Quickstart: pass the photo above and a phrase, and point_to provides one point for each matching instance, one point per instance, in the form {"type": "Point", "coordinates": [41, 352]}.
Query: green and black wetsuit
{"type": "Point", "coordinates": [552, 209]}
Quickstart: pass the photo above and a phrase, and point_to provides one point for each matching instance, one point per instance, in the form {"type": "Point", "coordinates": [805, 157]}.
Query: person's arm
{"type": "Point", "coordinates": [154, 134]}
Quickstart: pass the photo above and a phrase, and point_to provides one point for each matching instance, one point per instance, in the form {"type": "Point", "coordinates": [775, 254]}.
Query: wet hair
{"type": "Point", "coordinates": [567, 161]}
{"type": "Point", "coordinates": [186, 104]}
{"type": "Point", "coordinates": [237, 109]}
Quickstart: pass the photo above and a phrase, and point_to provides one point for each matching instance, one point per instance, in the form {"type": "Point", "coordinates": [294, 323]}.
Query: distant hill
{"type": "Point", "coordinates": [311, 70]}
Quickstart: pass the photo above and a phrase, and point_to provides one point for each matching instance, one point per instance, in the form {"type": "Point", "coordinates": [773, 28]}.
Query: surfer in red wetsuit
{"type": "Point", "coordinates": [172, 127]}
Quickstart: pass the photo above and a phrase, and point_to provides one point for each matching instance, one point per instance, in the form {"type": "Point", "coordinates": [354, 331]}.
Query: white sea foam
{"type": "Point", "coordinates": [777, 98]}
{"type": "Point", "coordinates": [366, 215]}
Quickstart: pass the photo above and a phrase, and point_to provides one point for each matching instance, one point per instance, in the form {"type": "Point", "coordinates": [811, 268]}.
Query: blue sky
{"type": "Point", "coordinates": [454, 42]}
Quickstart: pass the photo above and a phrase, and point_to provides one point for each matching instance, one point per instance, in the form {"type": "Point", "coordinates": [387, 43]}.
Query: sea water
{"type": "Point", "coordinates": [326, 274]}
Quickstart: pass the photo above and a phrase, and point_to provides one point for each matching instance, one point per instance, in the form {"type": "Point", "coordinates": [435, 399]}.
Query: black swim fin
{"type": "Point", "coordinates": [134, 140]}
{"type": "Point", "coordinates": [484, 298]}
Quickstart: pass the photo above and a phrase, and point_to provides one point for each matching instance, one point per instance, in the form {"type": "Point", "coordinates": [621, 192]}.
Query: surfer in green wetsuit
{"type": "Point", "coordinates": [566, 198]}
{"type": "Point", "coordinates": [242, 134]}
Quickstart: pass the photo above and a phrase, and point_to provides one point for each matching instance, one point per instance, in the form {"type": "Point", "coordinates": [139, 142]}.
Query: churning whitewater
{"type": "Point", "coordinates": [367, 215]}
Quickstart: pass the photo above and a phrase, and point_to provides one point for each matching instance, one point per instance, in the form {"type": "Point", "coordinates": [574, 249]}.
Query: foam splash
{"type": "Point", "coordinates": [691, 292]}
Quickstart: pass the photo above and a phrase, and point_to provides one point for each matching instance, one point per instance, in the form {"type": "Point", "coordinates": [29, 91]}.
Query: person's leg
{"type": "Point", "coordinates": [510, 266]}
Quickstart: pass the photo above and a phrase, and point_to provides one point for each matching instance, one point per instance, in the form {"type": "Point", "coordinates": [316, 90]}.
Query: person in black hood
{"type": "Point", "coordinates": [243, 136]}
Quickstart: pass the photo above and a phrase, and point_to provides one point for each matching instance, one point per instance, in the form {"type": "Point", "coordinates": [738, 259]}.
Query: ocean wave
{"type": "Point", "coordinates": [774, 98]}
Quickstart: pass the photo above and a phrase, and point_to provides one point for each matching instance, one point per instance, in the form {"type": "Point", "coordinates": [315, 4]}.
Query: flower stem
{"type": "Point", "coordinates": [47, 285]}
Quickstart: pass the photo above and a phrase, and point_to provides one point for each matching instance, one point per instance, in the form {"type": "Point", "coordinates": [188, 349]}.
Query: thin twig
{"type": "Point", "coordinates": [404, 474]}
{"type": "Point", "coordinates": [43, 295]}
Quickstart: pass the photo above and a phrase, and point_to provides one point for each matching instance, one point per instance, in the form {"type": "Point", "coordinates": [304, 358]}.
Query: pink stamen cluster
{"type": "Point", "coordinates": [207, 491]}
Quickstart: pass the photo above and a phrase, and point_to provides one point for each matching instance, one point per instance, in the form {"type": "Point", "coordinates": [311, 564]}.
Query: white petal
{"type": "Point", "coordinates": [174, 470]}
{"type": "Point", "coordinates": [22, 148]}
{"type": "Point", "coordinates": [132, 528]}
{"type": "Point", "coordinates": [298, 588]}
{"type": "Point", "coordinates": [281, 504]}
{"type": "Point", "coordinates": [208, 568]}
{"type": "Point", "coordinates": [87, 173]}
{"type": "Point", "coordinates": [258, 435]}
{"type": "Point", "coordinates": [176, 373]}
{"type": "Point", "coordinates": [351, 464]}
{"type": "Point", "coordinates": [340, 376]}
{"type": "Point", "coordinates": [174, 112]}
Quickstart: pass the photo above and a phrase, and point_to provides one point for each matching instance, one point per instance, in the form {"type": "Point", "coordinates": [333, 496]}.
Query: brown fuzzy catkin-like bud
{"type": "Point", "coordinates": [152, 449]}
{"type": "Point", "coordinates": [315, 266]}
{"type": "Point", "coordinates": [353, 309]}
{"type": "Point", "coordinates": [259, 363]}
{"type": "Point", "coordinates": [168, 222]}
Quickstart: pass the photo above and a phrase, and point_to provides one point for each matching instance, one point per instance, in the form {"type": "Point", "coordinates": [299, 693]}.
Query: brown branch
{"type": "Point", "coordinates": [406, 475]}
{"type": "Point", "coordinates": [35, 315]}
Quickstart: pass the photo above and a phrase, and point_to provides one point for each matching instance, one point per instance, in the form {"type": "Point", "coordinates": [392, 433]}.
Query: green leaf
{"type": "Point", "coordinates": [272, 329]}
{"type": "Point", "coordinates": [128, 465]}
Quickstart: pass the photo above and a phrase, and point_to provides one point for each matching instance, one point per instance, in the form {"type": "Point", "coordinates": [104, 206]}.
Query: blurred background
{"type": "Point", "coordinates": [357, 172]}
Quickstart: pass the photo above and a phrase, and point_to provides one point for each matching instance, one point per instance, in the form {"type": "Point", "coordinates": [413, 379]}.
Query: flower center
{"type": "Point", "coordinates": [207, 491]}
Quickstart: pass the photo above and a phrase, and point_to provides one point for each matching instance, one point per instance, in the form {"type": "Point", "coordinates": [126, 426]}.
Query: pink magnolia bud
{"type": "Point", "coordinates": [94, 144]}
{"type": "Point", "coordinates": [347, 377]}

....

→ Do this
Each entry above is to be quoted exactly.

→ Correct answer
Quickstart: pass the photo above and a phrase, and point_to provides one point for each matching instance, one point per instance, in the form {"type": "Point", "coordinates": [41, 352]}.
Query: green and black wetsuit
{"type": "Point", "coordinates": [552, 209]}
Quickstart: pass the photo above and a phrase, and point_to provides one point for each matching instance, one point per instance, in the form {"type": "Point", "coordinates": [805, 157]}.
Query: person's arm
{"type": "Point", "coordinates": [154, 134]}
Quickstart: pass the photo above and a phrase, and point_to provides one point for each matching instance, one point per instance, in the form {"type": "Point", "coordinates": [775, 254]}.
Query: wet hair
{"type": "Point", "coordinates": [567, 161]}
{"type": "Point", "coordinates": [186, 104]}
{"type": "Point", "coordinates": [237, 109]}
Quickstart: pass the photo above and a phrase, and point_to provides one point for each matching instance, one point per instance, in the form {"type": "Point", "coordinates": [294, 323]}.
Query: distant hill
{"type": "Point", "coordinates": [311, 70]}
Quickstart: pass the photo above and a phrase, and point_to provides one point for each matching instance, one point per instance, in the form {"type": "Point", "coordinates": [773, 28]}.
Query: surfer in red wetsuit
{"type": "Point", "coordinates": [172, 127]}
Quickstart: pass the photo above and a phrase, and point_to provides one point for each matching instance, one point per instance, in the form {"type": "Point", "coordinates": [354, 331]}.
Query: white sea foam
{"type": "Point", "coordinates": [777, 98]}
{"type": "Point", "coordinates": [366, 215]}
Quickstart: pass the photo above and a phrase, and point_to provides one point for each matching instance, one point per instance, in the form {"type": "Point", "coordinates": [811, 268]}.
Query: blue sky
{"type": "Point", "coordinates": [454, 42]}
Quickstart: pass the photo above and a phrase, and point_to provides one point for each matching instance, one point per instance, in the form {"type": "Point", "coordinates": [387, 43]}.
Query: sea water
{"type": "Point", "coordinates": [326, 274]}
Quickstart: pass the photo above and a phrase, and point_to provides one point for each matching instance, one point per instance, in the form {"type": "Point", "coordinates": [435, 399]}.
Query: black swim fin
{"type": "Point", "coordinates": [134, 140]}
{"type": "Point", "coordinates": [484, 298]}
Quickstart: pass the photo above and a phrase, and point_to provides one point for each matching instance, one point per instance, in the form {"type": "Point", "coordinates": [621, 192]}.
Query: surfer in green wetsuit
{"type": "Point", "coordinates": [566, 198]}
{"type": "Point", "coordinates": [242, 134]}
Quickstart: pass the photo above and a phrase, and point_to provides one point for each matching instance, one point per instance, in the form {"type": "Point", "coordinates": [139, 142]}.
Query: churning whitewater
{"type": "Point", "coordinates": [367, 215]}
Quickstart: pass the photo above and a phrase, and point_to provides one point for each matching instance, one point per instance, in the form {"type": "Point", "coordinates": [574, 249]}.
Query: foam splash
{"type": "Point", "coordinates": [691, 292]}
Quickstart: pass the photo above and a phrase, and point_to provides one point for each matching instance, one point per instance, in the form {"type": "Point", "coordinates": [29, 91]}.
Query: person's leg
{"type": "Point", "coordinates": [510, 266]}
Quickstart: pass the photo above and a phrase, and point_to provides one point for each matching instance, one point per instance, in the form {"type": "Point", "coordinates": [316, 90]}.
Query: person in black hood
{"type": "Point", "coordinates": [243, 136]}
Quickstart: pass the photo above and a phrase, and point_to provides one point for each matching instance, one point per instance, in the form {"type": "Point", "coordinates": [738, 259]}.
Query: ocean wave
{"type": "Point", "coordinates": [774, 98]}
Quickstart: pass the photo above and a phrase, and point_to provides one point for each matching instance, one point per instance, in the form {"type": "Point", "coordinates": [315, 4]}.
Query: flower stem
{"type": "Point", "coordinates": [47, 285]}
Quickstart: pass the photo above and a phrase, and point_to provides one point for each matching instance, one point per instance, in the form {"type": "Point", "coordinates": [188, 349]}.
Query: thin twig
{"type": "Point", "coordinates": [404, 474]}
{"type": "Point", "coordinates": [43, 295]}
Quickstart: pass the photo above and a phrase, and point_to provides one point for each matching instance, one point per instance, in the form {"type": "Point", "coordinates": [304, 358]}.
Query: pink stamen cluster
{"type": "Point", "coordinates": [207, 491]}
Quickstart: pass the photo above and a phrase, and point_to provides one point for each matching instance, one point per instance, in the form {"type": "Point", "coordinates": [311, 564]}.
Query: white petal
{"type": "Point", "coordinates": [174, 470]}
{"type": "Point", "coordinates": [22, 148]}
{"type": "Point", "coordinates": [132, 528]}
{"type": "Point", "coordinates": [298, 588]}
{"type": "Point", "coordinates": [281, 504]}
{"type": "Point", "coordinates": [208, 568]}
{"type": "Point", "coordinates": [87, 173]}
{"type": "Point", "coordinates": [258, 435]}
{"type": "Point", "coordinates": [176, 373]}
{"type": "Point", "coordinates": [351, 464]}
{"type": "Point", "coordinates": [340, 376]}
{"type": "Point", "coordinates": [174, 112]}
Quickstart: pass the photo above and a phrase, and point_to provides one point for each matching instance, one point per instance, in the form {"type": "Point", "coordinates": [333, 496]}.
Query: brown fuzzy catkin-like bud
{"type": "Point", "coordinates": [152, 449]}
{"type": "Point", "coordinates": [315, 266]}
{"type": "Point", "coordinates": [353, 309]}
{"type": "Point", "coordinates": [259, 363]}
{"type": "Point", "coordinates": [168, 222]}
Quickstart: pass the photo above and a phrase, and point_to provides one point for each matching instance, one point per instance, in the form {"type": "Point", "coordinates": [299, 693]}.
Query: brown branch
{"type": "Point", "coordinates": [406, 475]}
{"type": "Point", "coordinates": [35, 315]}
Quickstart: pass the photo above and a phrase, and point_to provides one point for each matching instance, one point per instance, in the form {"type": "Point", "coordinates": [392, 433]}.
Query: green leaf
{"type": "Point", "coordinates": [272, 329]}
{"type": "Point", "coordinates": [128, 465]}
Quickstart: pass the photo above and a phrase, and point_to provides one point for each matching instance, one point per instance, in the form {"type": "Point", "coordinates": [104, 206]}.
Query: blurred background
{"type": "Point", "coordinates": [357, 172]}
Quickstart: pass the photo above and a phrase, and point_to provides one point for each matching instance, one point per instance, in the form {"type": "Point", "coordinates": [413, 379]}.
Query: flower center
{"type": "Point", "coordinates": [207, 491]}
Quickstart: pass the photo above and a phrase, and point_to provides one point for each matching instance, one point per instance, in the form {"type": "Point", "coordinates": [126, 426]}.
Query: pink magnolia bud
{"type": "Point", "coordinates": [94, 144]}
{"type": "Point", "coordinates": [347, 377]}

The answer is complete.